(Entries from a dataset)
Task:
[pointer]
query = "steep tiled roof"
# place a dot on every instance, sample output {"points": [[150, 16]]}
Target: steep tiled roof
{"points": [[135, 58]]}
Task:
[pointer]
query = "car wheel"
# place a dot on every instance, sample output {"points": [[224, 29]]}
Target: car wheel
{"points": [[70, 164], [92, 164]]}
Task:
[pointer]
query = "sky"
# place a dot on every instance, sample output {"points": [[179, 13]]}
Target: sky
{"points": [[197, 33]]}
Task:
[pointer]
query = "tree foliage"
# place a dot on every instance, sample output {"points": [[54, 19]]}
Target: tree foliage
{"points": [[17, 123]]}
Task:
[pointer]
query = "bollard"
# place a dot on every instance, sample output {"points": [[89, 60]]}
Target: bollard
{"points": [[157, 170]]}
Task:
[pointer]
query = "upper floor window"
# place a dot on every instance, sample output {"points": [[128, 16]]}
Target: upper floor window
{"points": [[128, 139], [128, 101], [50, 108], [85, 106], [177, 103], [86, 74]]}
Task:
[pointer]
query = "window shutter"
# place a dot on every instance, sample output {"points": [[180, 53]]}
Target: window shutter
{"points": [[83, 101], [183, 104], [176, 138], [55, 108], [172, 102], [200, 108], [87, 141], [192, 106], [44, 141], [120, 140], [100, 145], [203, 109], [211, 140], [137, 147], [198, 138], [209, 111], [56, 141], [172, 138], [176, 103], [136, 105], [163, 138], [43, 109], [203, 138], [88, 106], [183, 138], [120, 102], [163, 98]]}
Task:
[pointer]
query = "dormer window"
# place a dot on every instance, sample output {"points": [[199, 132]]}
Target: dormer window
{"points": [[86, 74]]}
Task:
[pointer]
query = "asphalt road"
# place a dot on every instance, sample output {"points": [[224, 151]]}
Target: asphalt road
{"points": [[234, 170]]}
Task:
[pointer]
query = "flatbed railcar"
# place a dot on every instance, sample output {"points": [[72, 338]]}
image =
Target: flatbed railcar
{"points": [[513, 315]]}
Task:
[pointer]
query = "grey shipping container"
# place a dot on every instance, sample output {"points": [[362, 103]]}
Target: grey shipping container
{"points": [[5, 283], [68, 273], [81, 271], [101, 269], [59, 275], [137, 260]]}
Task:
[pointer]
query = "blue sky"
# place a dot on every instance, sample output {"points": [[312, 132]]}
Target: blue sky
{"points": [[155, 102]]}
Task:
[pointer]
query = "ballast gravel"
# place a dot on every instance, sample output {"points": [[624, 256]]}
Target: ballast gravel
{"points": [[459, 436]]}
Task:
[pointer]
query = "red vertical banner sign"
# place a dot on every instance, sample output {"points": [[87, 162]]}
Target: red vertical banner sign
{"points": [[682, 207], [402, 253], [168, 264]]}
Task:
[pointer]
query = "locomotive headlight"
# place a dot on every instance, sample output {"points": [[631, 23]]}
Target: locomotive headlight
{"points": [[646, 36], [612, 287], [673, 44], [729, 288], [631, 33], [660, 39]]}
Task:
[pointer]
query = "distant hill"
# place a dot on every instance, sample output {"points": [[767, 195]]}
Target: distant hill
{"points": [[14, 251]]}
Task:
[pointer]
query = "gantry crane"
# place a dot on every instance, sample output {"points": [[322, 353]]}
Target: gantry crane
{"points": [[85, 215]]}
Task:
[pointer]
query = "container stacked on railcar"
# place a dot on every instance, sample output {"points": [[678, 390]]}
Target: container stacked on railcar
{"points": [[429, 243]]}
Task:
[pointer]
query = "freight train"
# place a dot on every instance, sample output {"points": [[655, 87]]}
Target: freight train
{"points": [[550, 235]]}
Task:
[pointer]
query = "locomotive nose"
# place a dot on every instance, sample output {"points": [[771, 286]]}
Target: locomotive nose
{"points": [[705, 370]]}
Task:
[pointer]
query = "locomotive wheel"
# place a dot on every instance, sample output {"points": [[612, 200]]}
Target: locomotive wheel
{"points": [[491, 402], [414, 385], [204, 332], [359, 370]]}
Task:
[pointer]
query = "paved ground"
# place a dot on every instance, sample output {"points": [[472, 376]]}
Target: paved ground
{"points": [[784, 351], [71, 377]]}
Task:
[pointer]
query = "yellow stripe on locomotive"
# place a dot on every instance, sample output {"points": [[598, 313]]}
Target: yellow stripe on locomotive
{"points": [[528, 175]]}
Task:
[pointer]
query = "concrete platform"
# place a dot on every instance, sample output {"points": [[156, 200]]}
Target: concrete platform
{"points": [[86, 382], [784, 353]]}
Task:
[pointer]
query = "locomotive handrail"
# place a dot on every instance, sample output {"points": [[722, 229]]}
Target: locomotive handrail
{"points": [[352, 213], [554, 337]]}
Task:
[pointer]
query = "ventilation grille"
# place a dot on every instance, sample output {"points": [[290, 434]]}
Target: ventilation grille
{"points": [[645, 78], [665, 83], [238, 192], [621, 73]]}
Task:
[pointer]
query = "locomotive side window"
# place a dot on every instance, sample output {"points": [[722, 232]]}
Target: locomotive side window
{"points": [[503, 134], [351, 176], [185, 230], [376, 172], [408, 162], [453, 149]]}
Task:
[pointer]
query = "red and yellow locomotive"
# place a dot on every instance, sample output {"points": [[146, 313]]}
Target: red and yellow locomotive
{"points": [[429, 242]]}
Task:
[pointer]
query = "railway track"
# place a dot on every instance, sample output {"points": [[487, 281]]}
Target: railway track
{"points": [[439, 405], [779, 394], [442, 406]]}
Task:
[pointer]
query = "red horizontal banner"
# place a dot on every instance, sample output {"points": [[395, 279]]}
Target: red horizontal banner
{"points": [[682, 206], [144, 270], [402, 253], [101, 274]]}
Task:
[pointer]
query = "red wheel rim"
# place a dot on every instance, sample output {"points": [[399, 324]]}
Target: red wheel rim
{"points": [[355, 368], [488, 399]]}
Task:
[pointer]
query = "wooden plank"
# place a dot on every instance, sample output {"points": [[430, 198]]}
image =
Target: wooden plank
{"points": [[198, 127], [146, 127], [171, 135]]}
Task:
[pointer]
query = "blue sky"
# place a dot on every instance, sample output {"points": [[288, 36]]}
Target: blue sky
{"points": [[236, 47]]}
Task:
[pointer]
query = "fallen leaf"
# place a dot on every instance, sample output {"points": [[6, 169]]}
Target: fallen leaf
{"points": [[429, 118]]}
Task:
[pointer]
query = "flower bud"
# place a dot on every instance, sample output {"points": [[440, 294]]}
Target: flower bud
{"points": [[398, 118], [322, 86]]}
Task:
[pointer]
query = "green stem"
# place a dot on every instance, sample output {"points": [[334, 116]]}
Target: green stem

Request:
Provide all the records again, word for word.

Final result:
Task:
[pointer]
query = "steep tiled roof"
# place a dot on every instance, sample output {"points": [[150, 16]]}
Target: steep tiled roof
{"points": [[135, 58]]}
Task:
[pointer]
query = "car wheel"
# place a dot on every instance, sample output {"points": [[224, 29]]}
Target: car wheel
{"points": [[70, 164], [92, 164]]}
Task:
[pointer]
query = "sky"
# place a dot on every instance, sample output {"points": [[179, 13]]}
Target: sky
{"points": [[197, 33]]}
Task:
[pointer]
query = "tree foliage"
# place a dot on every instance, sample output {"points": [[54, 19]]}
Target: tree foliage
{"points": [[17, 123]]}
Task:
[pointer]
query = "bollard"
# place a dot on every instance, sample output {"points": [[89, 60]]}
Target: bollard
{"points": [[157, 170]]}
Task:
[pointer]
query = "upper floor window"
# place a dot on every instance, sample output {"points": [[128, 16]]}
Target: upper floor window
{"points": [[128, 139], [128, 101], [50, 108], [85, 106], [177, 103], [86, 74]]}
Task:
[pointer]
query = "window shutter"
# place a dot on every instance, sample output {"points": [[180, 53]]}
Target: window shutter
{"points": [[83, 101], [183, 104], [176, 138], [55, 108], [172, 102], [200, 108], [87, 141], [192, 106], [44, 141], [120, 140], [100, 145], [203, 109], [211, 140], [137, 147], [198, 138], [209, 111], [56, 141], [172, 138], [176, 103], [136, 105], [163, 138], [43, 109], [203, 138], [88, 106], [183, 138], [120, 102], [163, 98]]}
Task:
[pointer]
query = "dormer window"
# place a dot on every instance, sample output {"points": [[199, 132]]}
Target: dormer window
{"points": [[86, 74]]}
Task:
[pointer]
query = "asphalt road"
# place a dot on every instance, sample output {"points": [[224, 151]]}
Target: asphalt road
{"points": [[234, 170]]}
Task:
[pointer]
query = "flatbed railcar"
# place a dot on every instance, sample output {"points": [[72, 338]]}
image =
Target: flatbed railcar
{"points": [[513, 315]]}
Task:
[pointer]
query = "grey shipping container"
# place a dot on every instance, sample output {"points": [[362, 103]]}
Target: grey shipping container
{"points": [[5, 283], [68, 273], [81, 271], [101, 269], [59, 275], [137, 260]]}
Task:
[pointer]
query = "blue sky"
# place a dot on every instance, sample output {"points": [[312, 132]]}
Target: blue sky
{"points": [[155, 102]]}
Task:
[pointer]
query = "ballast gravel"
# place a dot on every instance, sample output {"points": [[624, 256]]}
Target: ballast gravel
{"points": [[459, 436]]}
Task:
[pointer]
query = "red vertical banner sign"
# place a dot on every instance, sample output {"points": [[87, 162]]}
Target: red vertical banner sign
{"points": [[682, 207], [402, 253], [168, 264]]}
Task:
[pointer]
query = "locomotive headlight"
# place a dot on every instance, sample output {"points": [[631, 23]]}
Target: locomotive headlight
{"points": [[646, 36], [612, 287], [673, 44], [729, 288], [631, 33], [660, 39]]}
Task:
[pointer]
query = "distant hill"
# place a dot on every instance, sample output {"points": [[767, 195]]}
Target: distant hill
{"points": [[14, 251]]}
Task:
[pointer]
query = "gantry crane"
# place a dot on every instance, sample output {"points": [[322, 353]]}
Target: gantry crane
{"points": [[85, 215]]}
Task:
[pointer]
query = "container stacked on railcar"
# place a dot on every instance, sample output {"points": [[678, 390]]}
Target: container stacked on railcar
{"points": [[429, 243]]}
Task:
[pointer]
query = "freight train"
# place a dot on every instance, sample output {"points": [[655, 87]]}
Target: freight train
{"points": [[550, 235]]}
Task:
[pointer]
query = "locomotive nose"
# place a dot on every instance, sample output {"points": [[771, 286]]}
Target: locomotive nose
{"points": [[705, 370]]}
Task:
[pointer]
query = "locomotive wheel"
# place a dot on every instance, sample output {"points": [[612, 200]]}
Target: locomotive wheel
{"points": [[491, 402], [414, 385], [204, 332], [359, 370]]}
Task:
[pointer]
query = "paved ground"
# place a dot on every instance, sample output {"points": [[472, 376]]}
Target: paved ground
{"points": [[784, 351], [71, 377]]}
Task:
[pointer]
query = "yellow stripe on locomotive"
# place a dot on every instance, sample output {"points": [[598, 313]]}
Target: yellow stripe on locomotive
{"points": [[528, 175]]}
Task:
[pointer]
query = "concrete platform"
# place a dot on every instance, sample output {"points": [[156, 200]]}
Target: concrete platform
{"points": [[86, 382], [784, 353]]}
Task:
[pointer]
query = "locomotive handrail"
# place a dot on every instance, sample output {"points": [[722, 229]]}
Target: locomotive handrail
{"points": [[352, 213], [554, 337]]}
Task:
[pointer]
query = "ventilation grille"
# place a dot on every instance, sample output {"points": [[290, 434]]}
Target: ventilation grille
{"points": [[645, 78], [665, 83], [238, 192], [621, 73]]}
Task:
[pointer]
query = "locomotive side window"
# place a dot on every instance, sample output {"points": [[722, 232]]}
Target: locomotive side window
{"points": [[503, 134], [351, 176], [185, 230], [376, 172], [408, 162], [453, 149]]}
Task:
[pointer]
query = "red and yellow locomotive"
# place a dot on every instance, sample output {"points": [[146, 313]]}
Target: red and yellow locomotive
{"points": [[429, 242]]}
Task:
[pointer]
query = "railway track"
# place a dot on every instance, sample output {"points": [[487, 281]]}
Target: railway track
{"points": [[439, 405], [779, 394], [442, 406]]}
Task:
[pointer]
query = "red horizontal banner"
# place a dot on every instance, sample output {"points": [[395, 279]]}
Target: red horizontal banner
{"points": [[682, 206], [144, 270], [402, 253], [101, 274]]}
Task:
[pointer]
query = "red wheel rim"
# place a dot on every instance, sample output {"points": [[399, 324]]}
Target: red wheel rim
{"points": [[355, 368], [488, 399]]}
Task:
[pointer]
query = "wooden plank"
# place a dot on every instance, sample output {"points": [[430, 198]]}
image =
Target: wooden plank
{"points": [[198, 127], [146, 127], [171, 135]]}
Task:
[pointer]
query = "blue sky"
# place a dot on every instance, sample output {"points": [[288, 36]]}
Target: blue sky
{"points": [[236, 47]]}
Task:
[pointer]
query = "fallen leaf"
# place a dot on every instance, sample output {"points": [[6, 169]]}
Target: fallen leaf
{"points": [[429, 118]]}
Task:
[pointer]
query = "flower bud"
# place a dot on every instance, sample output {"points": [[440, 294]]}
Target: flower bud
{"points": [[398, 118], [322, 86]]}
Task:
[pointer]
query = "green stem"
# place a dot on every instance, sample output {"points": [[334, 116]]}
Target: green stem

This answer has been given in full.